(Material provided)
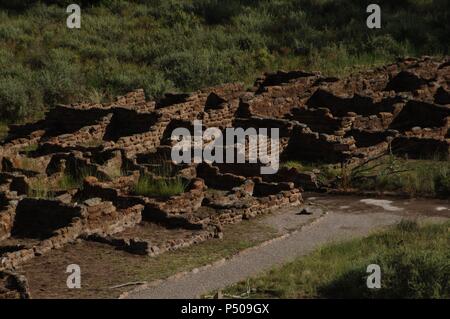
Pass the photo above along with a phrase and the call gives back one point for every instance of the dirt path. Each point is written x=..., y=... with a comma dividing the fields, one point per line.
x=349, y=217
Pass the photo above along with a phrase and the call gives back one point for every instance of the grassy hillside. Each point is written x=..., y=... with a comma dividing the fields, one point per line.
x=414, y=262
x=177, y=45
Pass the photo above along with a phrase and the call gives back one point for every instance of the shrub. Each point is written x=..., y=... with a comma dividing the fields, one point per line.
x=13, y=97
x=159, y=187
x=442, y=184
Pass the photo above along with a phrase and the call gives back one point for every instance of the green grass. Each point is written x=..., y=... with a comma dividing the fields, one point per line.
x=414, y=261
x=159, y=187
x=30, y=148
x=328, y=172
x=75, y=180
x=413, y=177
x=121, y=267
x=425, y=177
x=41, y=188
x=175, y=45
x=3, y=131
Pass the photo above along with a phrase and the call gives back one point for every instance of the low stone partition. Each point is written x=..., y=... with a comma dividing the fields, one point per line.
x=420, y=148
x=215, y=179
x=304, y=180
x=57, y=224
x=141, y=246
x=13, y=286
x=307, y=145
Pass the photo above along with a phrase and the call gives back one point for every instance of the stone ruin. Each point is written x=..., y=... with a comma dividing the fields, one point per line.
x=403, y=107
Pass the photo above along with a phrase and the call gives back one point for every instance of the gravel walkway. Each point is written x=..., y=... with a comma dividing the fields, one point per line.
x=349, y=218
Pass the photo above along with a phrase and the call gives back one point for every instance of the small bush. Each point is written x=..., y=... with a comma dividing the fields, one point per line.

(Exercise description)
Repeat every record above word for word, leaving out the pictures.

(Written solution)
Pass the photo above along with a phrase and the call gives back one point for every instance of the dirt path. Each point is written x=..., y=... with a comma dividing the fields, one point per line.
x=349, y=217
Pass the photo above along with a phrase and the call gives back one point for every instance of the grassy hillside. Each point is written x=..., y=... with a comma dividing the fields, one point per line.
x=414, y=262
x=177, y=45
Pass the photo above along with a phrase and the call gives back one point for every instance of the shrub. Each point is written x=..., y=... with a comma dividing the fields, one point per line.
x=13, y=97
x=159, y=187
x=442, y=184
Pass the photo above along with a phrase and the call gives back one point for every instance of the green grass. Each point is written x=..., y=... with a comma dividing the fields, one point per line.
x=414, y=261
x=159, y=187
x=30, y=148
x=328, y=172
x=75, y=180
x=413, y=177
x=121, y=267
x=425, y=177
x=41, y=188
x=175, y=45
x=3, y=131
Pass the photo above along with a phrase and the call gives back one point for every instance of the low stone partition. Each point is written x=..., y=... with a comma dividing the fields, one point per line.
x=420, y=148
x=215, y=179
x=304, y=180
x=57, y=224
x=141, y=246
x=13, y=286
x=307, y=145
Pass the photo above along with a phrase and the call gives back one point for every instance of the stone ruin. Each point is written x=..., y=... with a comma dividing the fields, one point per line.
x=403, y=107
Pass the photo above along with a phrase and the call gives back one point for every instance of the gravel walkway. Each point is written x=..., y=... with a comma dividing the fields, one point per line.
x=349, y=218
Pass the photo above along with a phrase and the call gives back one point for every instance of the small bush. Each point is written x=..., y=... with a comma dividing the fields, one point per line.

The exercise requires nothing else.